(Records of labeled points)
.....

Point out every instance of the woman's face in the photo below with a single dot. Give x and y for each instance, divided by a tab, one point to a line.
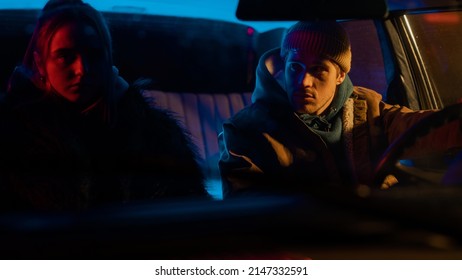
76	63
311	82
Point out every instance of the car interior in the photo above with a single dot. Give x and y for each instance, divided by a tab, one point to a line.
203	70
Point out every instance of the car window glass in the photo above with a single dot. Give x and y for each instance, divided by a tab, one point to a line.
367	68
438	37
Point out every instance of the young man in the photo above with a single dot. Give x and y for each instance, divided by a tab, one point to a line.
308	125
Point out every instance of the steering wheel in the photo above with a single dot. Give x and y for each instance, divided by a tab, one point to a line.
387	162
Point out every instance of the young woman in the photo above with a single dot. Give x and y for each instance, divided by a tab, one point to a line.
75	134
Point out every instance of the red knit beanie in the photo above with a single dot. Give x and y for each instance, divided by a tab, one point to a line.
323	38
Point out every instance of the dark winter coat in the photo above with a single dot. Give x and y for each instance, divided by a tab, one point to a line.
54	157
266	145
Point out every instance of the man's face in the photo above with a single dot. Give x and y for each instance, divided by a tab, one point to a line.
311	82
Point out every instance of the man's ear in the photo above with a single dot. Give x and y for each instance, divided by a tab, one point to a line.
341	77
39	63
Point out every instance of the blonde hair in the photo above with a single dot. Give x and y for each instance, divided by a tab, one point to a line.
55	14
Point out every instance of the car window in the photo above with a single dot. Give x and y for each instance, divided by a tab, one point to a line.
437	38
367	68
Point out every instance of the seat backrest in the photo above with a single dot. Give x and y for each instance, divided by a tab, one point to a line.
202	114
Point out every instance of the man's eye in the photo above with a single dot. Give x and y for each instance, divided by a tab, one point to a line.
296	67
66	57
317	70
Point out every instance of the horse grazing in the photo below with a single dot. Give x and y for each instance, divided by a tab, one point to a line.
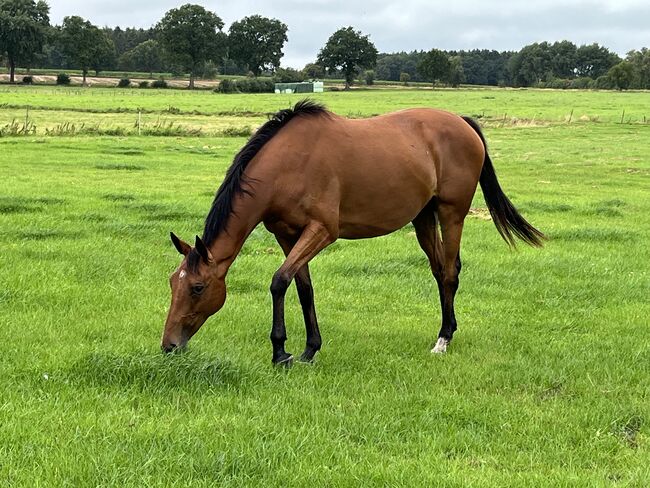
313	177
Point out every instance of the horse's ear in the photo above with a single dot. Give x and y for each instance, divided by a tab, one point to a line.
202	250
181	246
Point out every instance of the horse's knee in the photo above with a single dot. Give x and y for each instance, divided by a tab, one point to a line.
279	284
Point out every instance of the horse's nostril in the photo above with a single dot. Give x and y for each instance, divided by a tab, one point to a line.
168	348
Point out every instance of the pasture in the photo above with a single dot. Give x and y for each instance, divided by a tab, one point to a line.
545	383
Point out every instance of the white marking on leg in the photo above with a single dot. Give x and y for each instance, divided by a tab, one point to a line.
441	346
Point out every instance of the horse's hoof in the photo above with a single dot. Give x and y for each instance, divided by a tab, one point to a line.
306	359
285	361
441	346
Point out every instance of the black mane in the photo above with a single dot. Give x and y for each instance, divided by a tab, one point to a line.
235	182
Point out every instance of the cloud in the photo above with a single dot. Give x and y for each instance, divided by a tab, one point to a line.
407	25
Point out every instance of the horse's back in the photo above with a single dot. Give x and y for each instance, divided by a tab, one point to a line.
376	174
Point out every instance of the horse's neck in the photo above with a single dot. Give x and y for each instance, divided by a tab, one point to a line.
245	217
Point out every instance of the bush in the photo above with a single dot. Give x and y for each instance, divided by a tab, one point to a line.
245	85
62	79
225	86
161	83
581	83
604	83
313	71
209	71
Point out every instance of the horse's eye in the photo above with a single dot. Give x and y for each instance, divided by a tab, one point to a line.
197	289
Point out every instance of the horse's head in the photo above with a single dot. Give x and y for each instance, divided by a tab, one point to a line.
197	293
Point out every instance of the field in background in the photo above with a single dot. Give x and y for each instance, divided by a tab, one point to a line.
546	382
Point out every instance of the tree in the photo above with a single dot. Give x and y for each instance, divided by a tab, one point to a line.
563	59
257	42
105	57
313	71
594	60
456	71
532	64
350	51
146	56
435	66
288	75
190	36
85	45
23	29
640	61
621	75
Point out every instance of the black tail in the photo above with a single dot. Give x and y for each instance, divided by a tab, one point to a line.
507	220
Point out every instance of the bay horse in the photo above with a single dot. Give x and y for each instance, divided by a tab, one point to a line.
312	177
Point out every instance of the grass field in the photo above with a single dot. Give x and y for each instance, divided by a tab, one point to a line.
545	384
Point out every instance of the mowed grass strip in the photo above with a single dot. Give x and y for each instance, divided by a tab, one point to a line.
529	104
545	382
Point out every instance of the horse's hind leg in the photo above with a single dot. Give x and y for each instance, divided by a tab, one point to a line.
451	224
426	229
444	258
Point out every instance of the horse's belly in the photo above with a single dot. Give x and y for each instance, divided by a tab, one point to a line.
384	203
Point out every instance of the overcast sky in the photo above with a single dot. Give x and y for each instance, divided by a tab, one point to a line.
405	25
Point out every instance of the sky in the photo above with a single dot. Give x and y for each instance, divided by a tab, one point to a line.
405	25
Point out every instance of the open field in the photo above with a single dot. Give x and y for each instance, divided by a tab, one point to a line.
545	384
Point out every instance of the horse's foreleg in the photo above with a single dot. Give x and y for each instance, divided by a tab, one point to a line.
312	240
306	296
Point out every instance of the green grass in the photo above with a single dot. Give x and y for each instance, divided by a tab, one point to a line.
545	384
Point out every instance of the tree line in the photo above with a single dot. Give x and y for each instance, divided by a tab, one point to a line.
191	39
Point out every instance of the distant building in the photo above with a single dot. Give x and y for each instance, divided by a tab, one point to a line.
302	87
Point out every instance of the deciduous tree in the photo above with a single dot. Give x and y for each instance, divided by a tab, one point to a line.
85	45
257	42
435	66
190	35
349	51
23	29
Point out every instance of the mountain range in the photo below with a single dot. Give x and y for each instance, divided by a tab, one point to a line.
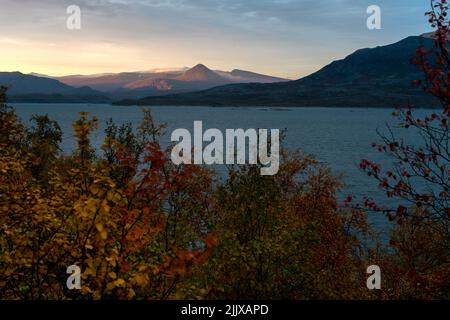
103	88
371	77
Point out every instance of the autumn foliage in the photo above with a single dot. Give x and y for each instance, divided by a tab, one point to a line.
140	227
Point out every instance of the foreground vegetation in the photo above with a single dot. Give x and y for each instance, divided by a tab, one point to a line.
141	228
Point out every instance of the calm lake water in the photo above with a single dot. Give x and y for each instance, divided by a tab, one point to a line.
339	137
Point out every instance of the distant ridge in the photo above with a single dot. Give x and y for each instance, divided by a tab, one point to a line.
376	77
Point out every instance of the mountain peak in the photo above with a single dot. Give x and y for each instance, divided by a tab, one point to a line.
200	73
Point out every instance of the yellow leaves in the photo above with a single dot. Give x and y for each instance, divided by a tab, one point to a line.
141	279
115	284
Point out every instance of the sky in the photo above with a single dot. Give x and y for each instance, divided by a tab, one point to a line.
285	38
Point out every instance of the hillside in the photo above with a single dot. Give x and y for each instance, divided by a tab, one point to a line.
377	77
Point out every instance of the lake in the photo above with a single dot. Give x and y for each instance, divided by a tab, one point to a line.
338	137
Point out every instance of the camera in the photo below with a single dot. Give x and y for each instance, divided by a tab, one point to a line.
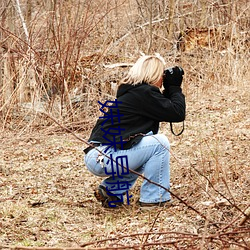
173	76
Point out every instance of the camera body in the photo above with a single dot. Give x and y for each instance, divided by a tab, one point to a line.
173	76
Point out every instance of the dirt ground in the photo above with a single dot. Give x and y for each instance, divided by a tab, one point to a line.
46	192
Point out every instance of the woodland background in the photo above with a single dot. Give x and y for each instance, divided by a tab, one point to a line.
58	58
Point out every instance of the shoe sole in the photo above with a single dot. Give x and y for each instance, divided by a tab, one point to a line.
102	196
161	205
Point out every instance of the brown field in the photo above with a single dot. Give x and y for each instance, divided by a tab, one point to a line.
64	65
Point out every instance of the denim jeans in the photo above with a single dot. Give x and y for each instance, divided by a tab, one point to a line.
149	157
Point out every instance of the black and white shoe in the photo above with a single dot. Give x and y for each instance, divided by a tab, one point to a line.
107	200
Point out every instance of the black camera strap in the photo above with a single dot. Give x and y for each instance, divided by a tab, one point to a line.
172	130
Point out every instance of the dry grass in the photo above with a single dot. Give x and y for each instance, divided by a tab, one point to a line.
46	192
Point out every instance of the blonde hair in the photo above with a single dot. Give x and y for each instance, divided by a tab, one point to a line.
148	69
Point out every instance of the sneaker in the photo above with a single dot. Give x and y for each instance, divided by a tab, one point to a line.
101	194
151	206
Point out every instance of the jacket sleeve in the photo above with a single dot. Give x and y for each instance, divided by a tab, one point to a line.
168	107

.....

*Description of the task*: Set down exactly what runs from the line with "Point out every instance of the dry" to the last line of the data above, including both of those lines and no others.

*Correct result*:
Point out every instance of the dry grass in the photo above with a single dot. Give x and y for each instance, divided by a tab, one point to a line.
46	192
Point out every instance of the blonde hair in the photo above with a single dot. Give x and y for each instance, divided by a tab, one point to a line.
148	69
Point out every instance of the sneaker in the photo above with a single dot. Give x and y for each instance, divided by a tab, one point to a line.
101	194
151	206
Point out every instance of the jacket sleeve in the photo above with a single dot. Give x and y for each instance, divided by a tab, one point to a line.
168	107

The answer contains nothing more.